#### [Required task]
Rewrite every line of the listing below, swapping "thickest part" for "widest part" and leaving everything else untouched.

(Stored entries)
◇ ◇ ◇ ◇ ◇
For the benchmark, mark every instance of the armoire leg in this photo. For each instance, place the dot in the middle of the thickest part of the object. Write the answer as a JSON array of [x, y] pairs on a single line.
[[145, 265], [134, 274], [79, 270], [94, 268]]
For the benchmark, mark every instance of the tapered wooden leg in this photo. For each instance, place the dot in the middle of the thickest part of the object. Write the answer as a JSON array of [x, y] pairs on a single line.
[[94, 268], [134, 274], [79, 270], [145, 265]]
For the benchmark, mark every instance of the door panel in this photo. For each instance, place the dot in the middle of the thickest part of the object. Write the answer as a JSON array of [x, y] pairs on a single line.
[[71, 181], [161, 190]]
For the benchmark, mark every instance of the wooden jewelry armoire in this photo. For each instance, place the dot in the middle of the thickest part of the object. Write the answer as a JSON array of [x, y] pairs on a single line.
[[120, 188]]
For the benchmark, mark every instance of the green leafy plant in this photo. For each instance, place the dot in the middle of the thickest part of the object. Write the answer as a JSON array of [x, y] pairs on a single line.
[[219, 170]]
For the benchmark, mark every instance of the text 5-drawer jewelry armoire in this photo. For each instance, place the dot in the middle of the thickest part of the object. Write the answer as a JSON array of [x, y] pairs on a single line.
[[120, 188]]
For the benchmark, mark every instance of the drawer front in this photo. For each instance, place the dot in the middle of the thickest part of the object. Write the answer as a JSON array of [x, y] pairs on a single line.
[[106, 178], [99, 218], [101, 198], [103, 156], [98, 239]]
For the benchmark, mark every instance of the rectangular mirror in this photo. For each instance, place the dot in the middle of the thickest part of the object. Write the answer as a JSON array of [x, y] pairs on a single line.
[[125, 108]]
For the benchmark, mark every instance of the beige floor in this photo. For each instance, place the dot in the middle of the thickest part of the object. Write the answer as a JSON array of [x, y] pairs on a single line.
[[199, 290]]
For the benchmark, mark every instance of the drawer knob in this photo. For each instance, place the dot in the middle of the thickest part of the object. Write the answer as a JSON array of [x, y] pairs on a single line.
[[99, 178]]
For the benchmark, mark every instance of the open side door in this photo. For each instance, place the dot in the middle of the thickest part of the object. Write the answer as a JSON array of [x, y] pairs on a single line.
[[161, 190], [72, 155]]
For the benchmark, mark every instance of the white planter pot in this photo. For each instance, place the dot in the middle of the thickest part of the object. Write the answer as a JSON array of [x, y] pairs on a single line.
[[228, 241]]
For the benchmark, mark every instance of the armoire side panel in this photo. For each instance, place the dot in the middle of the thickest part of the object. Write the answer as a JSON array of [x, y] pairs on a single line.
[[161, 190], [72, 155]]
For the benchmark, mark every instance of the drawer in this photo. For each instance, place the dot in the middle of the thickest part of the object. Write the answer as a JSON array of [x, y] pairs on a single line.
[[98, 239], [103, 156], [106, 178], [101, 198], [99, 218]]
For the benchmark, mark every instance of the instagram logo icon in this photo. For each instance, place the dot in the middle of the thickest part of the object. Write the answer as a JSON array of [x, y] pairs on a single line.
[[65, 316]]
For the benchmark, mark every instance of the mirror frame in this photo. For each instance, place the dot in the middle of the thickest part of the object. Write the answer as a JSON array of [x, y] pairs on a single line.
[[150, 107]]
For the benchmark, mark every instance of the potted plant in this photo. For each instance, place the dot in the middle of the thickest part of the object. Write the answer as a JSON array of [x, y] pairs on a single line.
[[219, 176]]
◇ ◇ ◇ ◇ ◇
#### [Solution for this problem]
For the benchmark, mark every instance of the armoire leg in this photo. For each instance, place the dot in the middle of the widest part of the object. Write the answer as a JSON array of [x, y] pairs on a single line.
[[145, 265], [134, 274], [79, 270], [94, 268]]
For the benchmark, mark every instance of the tapered wooden leg in this photo. For each instance, place the dot in the middle of the widest part of the object. Write the answer as a JSON array of [x, y] pairs on a single line.
[[94, 268], [134, 274], [79, 270], [145, 265]]
For the benchmark, mark every instance of the door panel in this photo. For each instance, place the dot in the middle of the widest part of the object. Write the answer as a JSON array of [x, y] pairs on a single line.
[[71, 181], [161, 190]]
For the benchmark, mark every instance of the wooden jewelry armoire in this photo. For each instance, place the dot in the middle of the widest part of the object. Write the answer as a JSON array of [x, y] pairs on a single line.
[[120, 188]]
For the benchmark, mark every instance of the green leafy plant in this photo. For each instance, place the dot in the middle of the widest part of the object. Write the answer as a JSON array of [x, y] pairs on a single line.
[[219, 170]]
For the benchmark, mark every instance of the text 5-drawer jewelry armoire in this photo. For each instance, place the dot in the middle of the widest part of the object. Write the answer as a JSON array of [x, y] pairs on a single line.
[[120, 188]]
For the benchmark, mark every instance of the drawer front in this photo. For each instance, place the dot in the middle of the widest part of the object. Write the answer as a JSON array of [x, y] pairs on a single line.
[[106, 178], [99, 218], [101, 198], [103, 156], [98, 239]]
For the benchmark, mark every instance of the rectangular mirror in this photo. For each instance, place the dot in the middle of the widest part of the object. Write the answer as a JSON array of [x, y] pairs on a single line.
[[125, 108]]
For the benchmark, mark every instance of the beige floor in this photo. For each instance, place the dot in the middle of the widest part of the object. Write the answer as a JSON array of [x, y] pairs on a single line.
[[199, 290]]
For the benchmark, mark every instance of the drawer knob in this photo. For each instance, place the dot in the middle of the widest part of the object. Write the answer as a JSON array of [x, y] pairs on a single line.
[[99, 178]]
For the benchmark, mark every instance of the open side door in this photo. For each instance, place the dot in the middle of the widest part of the object. Write the answer as a JSON array of [x, y] pairs on a single line.
[[161, 190], [72, 155]]
For the benchmark, mark every instance of the white planter pot in this photo. For each instance, place the dot in the middle of the widest part of the object. Write the answer as a JSON array of [x, y] pairs on a single line.
[[228, 241]]
For the benchmark, mark every instance of the armoire side panel in this photo. For each instance, place the dot in the middle of the widest part of the object. Write the answer as a JSON array of [x, y] pairs on a single line.
[[161, 190], [72, 155]]
For the benchmark, mark every instance of the drawer in this photo. For each instance, place the dot in the middle of the widest part of the object. Write the answer as a JSON array of [x, y] pairs on a single line.
[[98, 239], [103, 156], [106, 178], [101, 198], [99, 218]]
For the benchmark, mark every instance of the instagram logo icon in this photo. For each instance, place the dot in the middle of the widest part of the object. Write the answer as a JSON array of [x, y] pairs on a single line.
[[65, 316]]
For the benchmark, mark every instance of the mirror frame in this photo. For each instance, place the dot in the middle of the widest part of the object. Write the answer as a JSON array of [x, y] pairs on a single line.
[[150, 107]]
For the benchmark, mark every instance of the potted plant in this photo. For each instance, place the dot in the middle of the widest part of the object. Write the answer as a JSON array of [x, y] pairs on a single line.
[[219, 176]]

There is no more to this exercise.